▸ **PROVIDED RECORDS**
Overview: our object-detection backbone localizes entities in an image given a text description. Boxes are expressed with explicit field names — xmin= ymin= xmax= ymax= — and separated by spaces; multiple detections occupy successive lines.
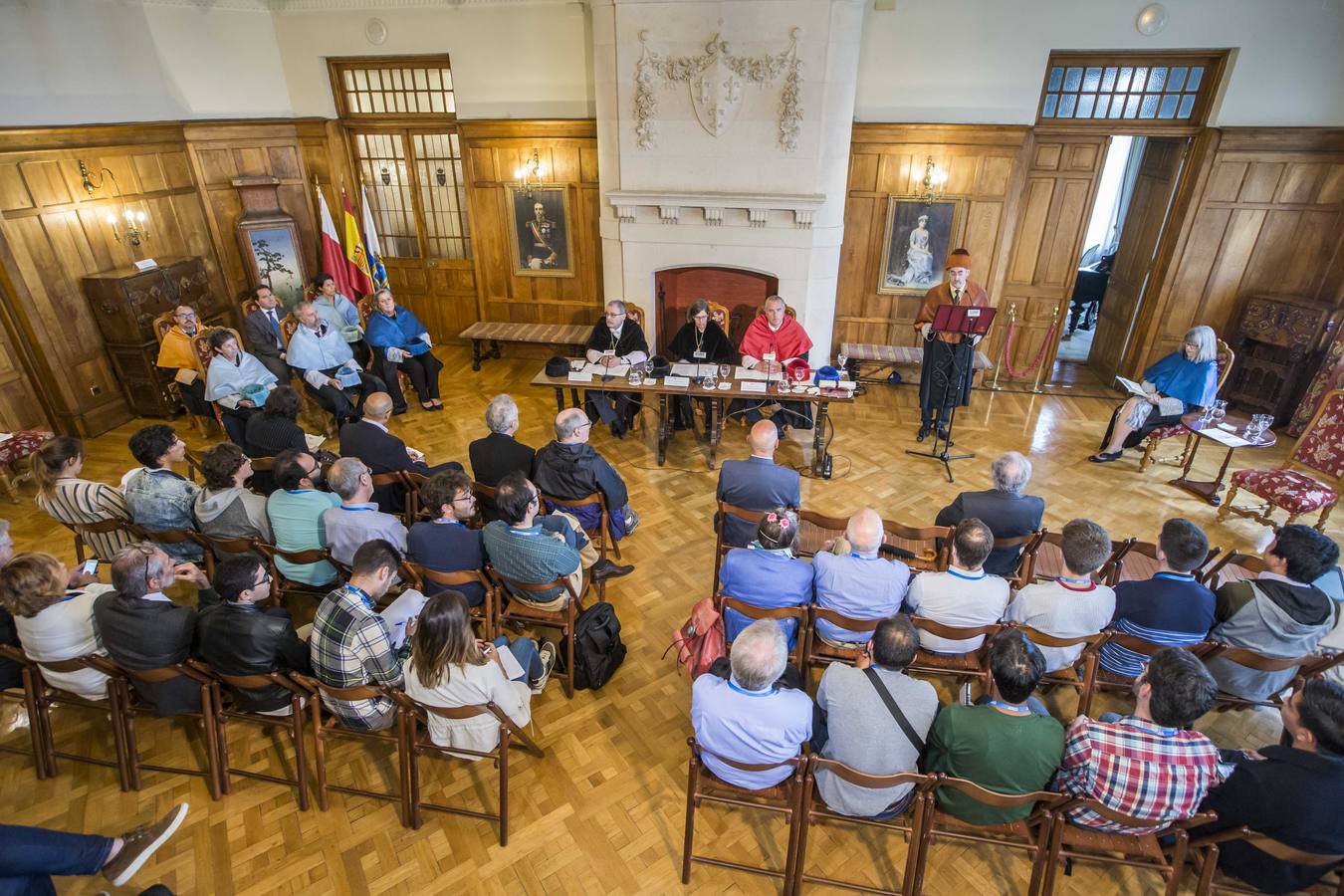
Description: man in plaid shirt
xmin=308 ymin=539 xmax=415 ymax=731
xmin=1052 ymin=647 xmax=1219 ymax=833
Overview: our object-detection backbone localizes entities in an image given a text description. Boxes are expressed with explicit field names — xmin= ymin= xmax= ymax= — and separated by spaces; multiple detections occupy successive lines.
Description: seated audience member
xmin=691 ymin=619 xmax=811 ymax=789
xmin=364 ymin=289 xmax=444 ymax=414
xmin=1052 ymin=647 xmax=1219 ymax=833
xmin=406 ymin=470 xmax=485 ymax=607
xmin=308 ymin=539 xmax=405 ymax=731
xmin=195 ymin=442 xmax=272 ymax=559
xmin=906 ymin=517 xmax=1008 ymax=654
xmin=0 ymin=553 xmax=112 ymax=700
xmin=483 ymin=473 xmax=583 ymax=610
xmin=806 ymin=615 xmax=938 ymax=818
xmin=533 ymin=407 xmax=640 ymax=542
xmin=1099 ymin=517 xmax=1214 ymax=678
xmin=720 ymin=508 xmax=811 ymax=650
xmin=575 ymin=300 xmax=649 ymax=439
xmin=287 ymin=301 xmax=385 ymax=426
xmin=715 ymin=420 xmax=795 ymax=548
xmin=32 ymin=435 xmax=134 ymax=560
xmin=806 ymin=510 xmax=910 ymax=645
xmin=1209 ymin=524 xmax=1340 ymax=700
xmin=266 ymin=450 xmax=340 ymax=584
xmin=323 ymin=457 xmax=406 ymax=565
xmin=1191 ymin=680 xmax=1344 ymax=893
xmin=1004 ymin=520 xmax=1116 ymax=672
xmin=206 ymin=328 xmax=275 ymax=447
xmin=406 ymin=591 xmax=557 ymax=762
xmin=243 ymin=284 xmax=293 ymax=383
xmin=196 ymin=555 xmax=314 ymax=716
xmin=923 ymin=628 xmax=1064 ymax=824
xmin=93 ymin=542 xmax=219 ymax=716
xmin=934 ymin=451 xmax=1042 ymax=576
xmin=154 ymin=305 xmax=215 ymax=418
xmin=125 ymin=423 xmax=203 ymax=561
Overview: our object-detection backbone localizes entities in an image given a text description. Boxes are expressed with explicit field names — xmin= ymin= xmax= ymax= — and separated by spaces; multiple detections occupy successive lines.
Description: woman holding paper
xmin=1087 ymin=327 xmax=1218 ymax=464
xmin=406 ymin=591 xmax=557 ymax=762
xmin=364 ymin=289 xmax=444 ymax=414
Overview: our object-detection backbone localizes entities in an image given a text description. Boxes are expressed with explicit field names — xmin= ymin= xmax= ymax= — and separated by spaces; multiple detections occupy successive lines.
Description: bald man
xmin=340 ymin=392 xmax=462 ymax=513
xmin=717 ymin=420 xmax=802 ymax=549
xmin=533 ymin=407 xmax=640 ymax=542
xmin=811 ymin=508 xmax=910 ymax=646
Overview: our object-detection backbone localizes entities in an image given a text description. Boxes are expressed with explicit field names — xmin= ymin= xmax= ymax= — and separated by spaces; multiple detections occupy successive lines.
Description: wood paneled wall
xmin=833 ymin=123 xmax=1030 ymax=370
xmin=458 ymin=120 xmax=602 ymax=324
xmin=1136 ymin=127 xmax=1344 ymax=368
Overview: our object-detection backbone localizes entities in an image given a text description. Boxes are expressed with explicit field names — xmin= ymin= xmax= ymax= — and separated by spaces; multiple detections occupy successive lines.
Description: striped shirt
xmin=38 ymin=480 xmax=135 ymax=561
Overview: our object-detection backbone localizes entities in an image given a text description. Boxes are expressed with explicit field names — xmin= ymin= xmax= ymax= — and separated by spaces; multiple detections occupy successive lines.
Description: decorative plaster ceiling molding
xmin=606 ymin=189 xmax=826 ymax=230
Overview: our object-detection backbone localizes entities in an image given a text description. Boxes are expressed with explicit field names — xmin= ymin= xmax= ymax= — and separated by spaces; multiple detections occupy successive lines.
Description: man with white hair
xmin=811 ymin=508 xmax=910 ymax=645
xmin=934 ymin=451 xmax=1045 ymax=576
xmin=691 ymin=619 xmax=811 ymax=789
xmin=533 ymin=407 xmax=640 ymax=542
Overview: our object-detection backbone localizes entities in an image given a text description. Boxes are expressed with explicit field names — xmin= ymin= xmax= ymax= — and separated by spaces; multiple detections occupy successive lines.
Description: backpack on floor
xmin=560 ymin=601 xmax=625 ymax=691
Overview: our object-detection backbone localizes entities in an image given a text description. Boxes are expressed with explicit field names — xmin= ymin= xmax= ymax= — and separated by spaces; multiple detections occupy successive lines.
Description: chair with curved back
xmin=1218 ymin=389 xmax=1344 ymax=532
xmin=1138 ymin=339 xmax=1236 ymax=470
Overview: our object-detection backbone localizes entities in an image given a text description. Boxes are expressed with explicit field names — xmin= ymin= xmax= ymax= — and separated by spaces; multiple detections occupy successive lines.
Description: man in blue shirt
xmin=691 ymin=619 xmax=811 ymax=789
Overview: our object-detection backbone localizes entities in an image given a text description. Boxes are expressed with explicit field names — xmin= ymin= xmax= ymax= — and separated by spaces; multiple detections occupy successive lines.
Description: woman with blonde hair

▸ **REQUIRED WORK**
Pick out every line of the records that contains the word "woman", matching case exactly, and copy each one.

▸ **THE OUTPUT**
Description: woman holding paper
Description: woman with blonde hair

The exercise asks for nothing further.